DATA below:

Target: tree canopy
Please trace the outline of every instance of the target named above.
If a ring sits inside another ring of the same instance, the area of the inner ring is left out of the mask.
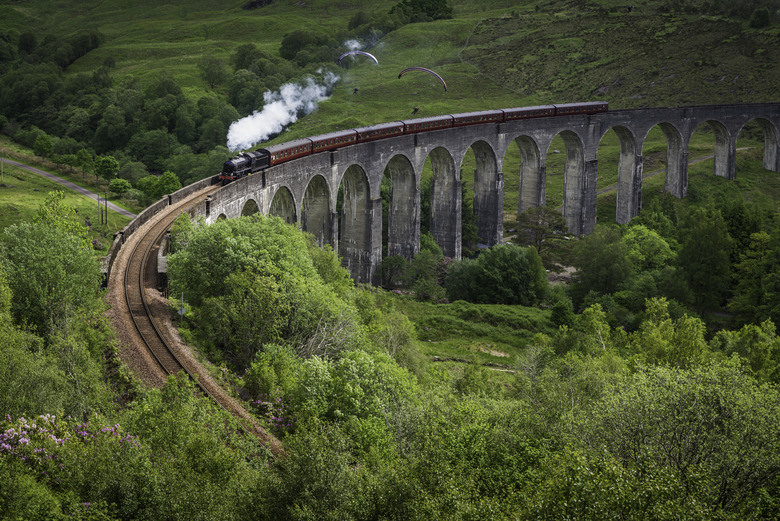
[[[44,222],[5,228],[0,258],[14,294],[11,311],[20,323],[50,337],[72,327],[93,305],[100,268],[83,240]]]
[[[168,273],[172,293],[203,315],[207,340],[246,367],[264,344],[282,339],[305,356],[361,342],[355,309],[343,298],[349,279],[333,275],[328,256],[332,250],[320,252],[315,265],[304,236],[276,217],[209,226],[181,220]]]
[[[547,296],[547,274],[536,250],[503,244],[454,264],[447,276],[450,300],[533,305]]]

End of DATA.

**ASSIGNED TASK:**
The response consists of the data above printed line for line, with no pictures.

**COMPLETED TASK:**
Target: tree canopy
Please trace the outline of every instance of the target named above.
If a ring sits inside another ring of the same instance, the area of the inner ring is left out of the mask.
[[[44,222],[5,228],[0,258],[14,294],[11,311],[20,323],[50,337],[72,327],[93,305],[100,268],[83,240]]]
[[[168,273],[172,293],[203,315],[207,340],[246,367],[264,344],[282,339],[305,356],[361,342],[355,309],[343,298],[349,279],[333,275],[328,256],[332,250],[320,252],[315,265],[304,236],[276,217],[209,226],[181,220]]]
[[[547,296],[547,274],[536,250],[503,244],[454,264],[447,276],[450,300],[533,305]]]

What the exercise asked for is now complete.